_Data_
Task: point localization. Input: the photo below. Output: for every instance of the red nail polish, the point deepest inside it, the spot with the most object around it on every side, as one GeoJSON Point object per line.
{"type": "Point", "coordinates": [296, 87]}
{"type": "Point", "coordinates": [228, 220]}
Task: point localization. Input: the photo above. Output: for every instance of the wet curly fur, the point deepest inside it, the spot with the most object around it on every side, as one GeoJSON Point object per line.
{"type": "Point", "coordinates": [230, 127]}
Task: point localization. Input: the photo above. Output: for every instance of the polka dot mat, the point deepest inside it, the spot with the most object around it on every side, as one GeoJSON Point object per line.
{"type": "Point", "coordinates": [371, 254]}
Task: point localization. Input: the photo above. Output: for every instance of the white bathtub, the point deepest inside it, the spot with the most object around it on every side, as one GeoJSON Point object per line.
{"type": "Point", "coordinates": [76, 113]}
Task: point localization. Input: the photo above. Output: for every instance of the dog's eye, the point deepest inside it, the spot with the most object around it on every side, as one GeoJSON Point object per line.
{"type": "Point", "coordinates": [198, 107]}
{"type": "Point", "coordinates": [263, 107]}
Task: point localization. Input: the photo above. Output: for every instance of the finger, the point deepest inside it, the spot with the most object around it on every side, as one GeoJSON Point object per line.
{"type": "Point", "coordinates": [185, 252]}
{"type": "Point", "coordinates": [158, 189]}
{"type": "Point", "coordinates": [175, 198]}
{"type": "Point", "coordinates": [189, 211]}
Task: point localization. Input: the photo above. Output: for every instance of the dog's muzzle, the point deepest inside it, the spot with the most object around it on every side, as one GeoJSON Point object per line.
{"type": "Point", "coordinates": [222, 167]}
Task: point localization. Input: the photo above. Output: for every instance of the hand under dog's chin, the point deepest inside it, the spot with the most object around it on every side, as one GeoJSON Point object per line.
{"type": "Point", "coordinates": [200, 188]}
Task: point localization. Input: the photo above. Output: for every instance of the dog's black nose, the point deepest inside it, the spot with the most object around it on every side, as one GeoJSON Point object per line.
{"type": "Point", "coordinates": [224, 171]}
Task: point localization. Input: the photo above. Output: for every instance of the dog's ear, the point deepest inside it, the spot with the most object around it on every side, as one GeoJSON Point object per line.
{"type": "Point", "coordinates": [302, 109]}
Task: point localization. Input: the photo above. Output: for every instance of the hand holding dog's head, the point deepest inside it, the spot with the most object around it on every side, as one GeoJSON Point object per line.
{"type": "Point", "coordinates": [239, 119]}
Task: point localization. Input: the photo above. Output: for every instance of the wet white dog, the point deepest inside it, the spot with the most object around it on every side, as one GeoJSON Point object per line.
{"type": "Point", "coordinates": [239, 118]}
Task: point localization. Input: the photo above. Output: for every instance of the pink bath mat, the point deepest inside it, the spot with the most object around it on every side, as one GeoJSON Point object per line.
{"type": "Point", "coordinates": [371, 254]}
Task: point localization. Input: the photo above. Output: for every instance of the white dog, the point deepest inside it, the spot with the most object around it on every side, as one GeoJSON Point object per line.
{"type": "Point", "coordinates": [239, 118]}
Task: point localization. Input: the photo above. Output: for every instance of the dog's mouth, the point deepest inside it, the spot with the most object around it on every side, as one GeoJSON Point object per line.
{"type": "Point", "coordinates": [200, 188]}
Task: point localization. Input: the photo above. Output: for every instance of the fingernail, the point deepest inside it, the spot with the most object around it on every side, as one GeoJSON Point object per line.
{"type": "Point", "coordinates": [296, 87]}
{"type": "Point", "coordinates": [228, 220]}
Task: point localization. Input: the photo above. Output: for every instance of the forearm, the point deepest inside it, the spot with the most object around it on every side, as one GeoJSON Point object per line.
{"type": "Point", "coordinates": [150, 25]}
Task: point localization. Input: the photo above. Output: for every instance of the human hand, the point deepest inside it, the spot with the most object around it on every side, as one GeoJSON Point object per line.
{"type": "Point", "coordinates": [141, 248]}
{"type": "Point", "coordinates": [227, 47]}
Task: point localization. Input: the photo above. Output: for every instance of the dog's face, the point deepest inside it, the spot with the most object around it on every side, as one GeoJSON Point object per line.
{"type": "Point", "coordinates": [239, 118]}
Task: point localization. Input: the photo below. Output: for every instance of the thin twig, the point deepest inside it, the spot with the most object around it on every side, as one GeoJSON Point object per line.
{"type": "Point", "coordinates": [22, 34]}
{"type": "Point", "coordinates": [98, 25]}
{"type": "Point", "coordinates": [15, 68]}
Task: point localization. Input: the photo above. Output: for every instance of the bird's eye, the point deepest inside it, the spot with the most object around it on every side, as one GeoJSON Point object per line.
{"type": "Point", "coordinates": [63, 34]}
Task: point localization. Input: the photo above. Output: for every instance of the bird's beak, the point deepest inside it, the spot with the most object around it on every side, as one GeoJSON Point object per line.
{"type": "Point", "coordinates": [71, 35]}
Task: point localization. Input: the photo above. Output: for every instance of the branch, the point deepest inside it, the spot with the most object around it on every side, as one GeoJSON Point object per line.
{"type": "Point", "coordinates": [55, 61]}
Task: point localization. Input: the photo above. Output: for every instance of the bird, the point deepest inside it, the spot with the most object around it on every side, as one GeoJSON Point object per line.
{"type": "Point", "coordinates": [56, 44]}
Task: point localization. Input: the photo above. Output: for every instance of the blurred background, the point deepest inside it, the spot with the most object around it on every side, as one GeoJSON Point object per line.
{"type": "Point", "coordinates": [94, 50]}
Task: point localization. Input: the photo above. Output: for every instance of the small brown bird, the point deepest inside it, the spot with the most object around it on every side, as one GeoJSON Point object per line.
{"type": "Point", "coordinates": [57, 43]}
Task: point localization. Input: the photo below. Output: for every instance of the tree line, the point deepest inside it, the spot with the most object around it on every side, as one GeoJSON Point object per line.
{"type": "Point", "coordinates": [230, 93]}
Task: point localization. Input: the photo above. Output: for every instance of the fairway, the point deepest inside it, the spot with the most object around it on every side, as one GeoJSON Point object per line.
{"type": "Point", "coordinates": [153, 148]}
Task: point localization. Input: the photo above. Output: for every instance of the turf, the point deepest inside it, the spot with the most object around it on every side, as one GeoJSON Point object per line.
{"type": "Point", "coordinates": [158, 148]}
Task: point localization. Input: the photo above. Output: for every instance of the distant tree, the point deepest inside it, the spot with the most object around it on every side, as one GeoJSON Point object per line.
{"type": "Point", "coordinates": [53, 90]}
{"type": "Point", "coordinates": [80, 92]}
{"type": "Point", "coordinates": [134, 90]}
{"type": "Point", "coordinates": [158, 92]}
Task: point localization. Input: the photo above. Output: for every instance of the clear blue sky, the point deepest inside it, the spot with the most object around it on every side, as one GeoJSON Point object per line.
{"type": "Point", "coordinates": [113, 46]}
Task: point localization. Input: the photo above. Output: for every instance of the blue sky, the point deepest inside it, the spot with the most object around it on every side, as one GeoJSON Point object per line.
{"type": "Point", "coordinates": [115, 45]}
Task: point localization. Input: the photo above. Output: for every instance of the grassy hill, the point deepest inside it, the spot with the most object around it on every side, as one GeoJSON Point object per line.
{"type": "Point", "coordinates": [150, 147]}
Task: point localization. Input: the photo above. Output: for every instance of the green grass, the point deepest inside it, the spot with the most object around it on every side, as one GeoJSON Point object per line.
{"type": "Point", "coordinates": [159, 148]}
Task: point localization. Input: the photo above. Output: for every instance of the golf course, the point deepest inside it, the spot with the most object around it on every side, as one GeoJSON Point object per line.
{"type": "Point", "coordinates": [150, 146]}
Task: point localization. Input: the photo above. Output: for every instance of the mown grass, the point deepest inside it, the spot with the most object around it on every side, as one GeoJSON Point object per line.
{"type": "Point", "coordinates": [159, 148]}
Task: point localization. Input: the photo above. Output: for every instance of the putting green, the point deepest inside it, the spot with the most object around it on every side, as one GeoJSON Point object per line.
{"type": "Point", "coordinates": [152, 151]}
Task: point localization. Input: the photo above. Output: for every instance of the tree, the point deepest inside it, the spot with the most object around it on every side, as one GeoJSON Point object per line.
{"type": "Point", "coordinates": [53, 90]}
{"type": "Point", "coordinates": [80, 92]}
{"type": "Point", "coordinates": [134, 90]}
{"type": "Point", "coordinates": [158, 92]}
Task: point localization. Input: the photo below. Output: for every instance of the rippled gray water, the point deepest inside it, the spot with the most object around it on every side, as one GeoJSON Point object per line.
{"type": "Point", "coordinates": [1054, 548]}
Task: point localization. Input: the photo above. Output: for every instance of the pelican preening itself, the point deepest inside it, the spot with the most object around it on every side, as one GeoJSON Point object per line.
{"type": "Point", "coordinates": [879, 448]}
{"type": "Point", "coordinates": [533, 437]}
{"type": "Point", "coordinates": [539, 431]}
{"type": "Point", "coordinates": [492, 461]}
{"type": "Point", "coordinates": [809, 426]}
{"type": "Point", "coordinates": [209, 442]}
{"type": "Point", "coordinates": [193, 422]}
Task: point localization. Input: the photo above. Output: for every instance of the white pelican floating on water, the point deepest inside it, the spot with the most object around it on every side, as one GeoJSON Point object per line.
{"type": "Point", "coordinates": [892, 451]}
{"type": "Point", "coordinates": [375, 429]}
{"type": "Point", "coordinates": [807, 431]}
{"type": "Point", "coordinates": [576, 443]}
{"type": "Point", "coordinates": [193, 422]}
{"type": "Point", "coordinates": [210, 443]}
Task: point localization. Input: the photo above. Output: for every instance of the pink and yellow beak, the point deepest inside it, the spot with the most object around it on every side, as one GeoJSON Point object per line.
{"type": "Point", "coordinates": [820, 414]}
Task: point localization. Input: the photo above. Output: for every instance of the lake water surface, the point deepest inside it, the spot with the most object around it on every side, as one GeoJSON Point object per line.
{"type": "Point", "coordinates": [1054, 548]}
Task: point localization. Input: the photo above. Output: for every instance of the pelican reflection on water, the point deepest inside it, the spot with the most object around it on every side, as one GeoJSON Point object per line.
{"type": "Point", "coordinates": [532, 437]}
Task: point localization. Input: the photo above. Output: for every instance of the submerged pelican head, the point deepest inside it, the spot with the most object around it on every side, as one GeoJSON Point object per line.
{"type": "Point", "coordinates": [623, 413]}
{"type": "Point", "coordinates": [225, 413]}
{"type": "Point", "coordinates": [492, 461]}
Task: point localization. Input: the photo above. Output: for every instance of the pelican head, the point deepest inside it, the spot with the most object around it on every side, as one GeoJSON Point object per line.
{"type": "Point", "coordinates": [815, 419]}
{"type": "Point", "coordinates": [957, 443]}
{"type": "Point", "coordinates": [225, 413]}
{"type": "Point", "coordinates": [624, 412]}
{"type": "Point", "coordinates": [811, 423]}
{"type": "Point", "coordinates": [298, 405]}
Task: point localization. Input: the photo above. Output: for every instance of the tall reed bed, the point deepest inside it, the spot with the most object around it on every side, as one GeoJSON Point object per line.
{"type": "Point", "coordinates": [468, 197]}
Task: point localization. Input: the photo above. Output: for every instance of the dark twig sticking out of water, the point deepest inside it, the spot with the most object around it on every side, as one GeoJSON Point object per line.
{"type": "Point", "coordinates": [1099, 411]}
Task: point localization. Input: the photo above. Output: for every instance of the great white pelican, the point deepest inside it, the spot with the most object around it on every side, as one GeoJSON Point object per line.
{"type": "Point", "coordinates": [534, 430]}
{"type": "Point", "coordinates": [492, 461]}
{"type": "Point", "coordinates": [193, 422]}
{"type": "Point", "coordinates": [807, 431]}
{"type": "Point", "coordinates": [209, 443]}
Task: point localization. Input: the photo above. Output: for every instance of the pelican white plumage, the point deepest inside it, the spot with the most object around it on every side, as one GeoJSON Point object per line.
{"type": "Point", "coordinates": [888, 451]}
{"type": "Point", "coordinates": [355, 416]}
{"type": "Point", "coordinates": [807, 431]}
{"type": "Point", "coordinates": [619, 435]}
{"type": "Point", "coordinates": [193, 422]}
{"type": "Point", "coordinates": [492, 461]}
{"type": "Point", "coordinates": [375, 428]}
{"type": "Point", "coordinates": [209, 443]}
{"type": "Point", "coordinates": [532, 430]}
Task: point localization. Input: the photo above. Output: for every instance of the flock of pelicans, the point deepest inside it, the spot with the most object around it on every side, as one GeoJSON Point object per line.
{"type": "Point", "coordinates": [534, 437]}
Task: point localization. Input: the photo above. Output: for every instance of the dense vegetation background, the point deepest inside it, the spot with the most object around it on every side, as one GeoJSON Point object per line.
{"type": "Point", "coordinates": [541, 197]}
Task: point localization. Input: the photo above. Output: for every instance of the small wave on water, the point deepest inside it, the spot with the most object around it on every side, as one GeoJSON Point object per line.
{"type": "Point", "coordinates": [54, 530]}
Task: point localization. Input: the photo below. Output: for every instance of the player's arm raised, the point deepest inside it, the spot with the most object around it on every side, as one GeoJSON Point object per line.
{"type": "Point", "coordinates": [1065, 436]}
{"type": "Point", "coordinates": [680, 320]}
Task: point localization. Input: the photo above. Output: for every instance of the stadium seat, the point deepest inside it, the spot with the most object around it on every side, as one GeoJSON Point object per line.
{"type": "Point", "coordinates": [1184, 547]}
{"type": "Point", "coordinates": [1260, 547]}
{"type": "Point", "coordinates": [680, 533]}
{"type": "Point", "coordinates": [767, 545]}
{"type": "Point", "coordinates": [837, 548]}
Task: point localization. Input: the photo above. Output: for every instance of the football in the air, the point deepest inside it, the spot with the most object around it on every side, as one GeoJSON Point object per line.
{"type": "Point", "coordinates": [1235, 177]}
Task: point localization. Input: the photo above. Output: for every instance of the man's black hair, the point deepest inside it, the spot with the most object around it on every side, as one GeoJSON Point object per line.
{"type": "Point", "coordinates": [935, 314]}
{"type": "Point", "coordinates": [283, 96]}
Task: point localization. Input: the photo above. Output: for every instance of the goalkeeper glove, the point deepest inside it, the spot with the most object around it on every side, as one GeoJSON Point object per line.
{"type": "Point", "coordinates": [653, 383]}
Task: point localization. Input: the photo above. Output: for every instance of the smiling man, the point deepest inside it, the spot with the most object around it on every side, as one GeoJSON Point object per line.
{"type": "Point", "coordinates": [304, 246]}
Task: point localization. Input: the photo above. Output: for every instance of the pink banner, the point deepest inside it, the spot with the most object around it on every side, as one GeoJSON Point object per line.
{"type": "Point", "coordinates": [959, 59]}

_What is required_
Could you reproduce everything from the line containing "of the smiling" down through the end of the records, switching "pink banner" to "purple flag" and leaving the rest unchanged?

_Solved exercise_
Task: point localization. Input: the photo above. Output: for every instance of the smiling man, the point deepest inside it, the spot with the most object around it on every side, as one GeoJSON Point object per line.
{"type": "Point", "coordinates": [304, 246]}
Task: point localization. Input: the photo above. Output: for every instance of the purple flag, the point deepest inside it, the spot with the most object around it on every side, as one GeoJSON Point object per line.
{"type": "Point", "coordinates": [959, 59]}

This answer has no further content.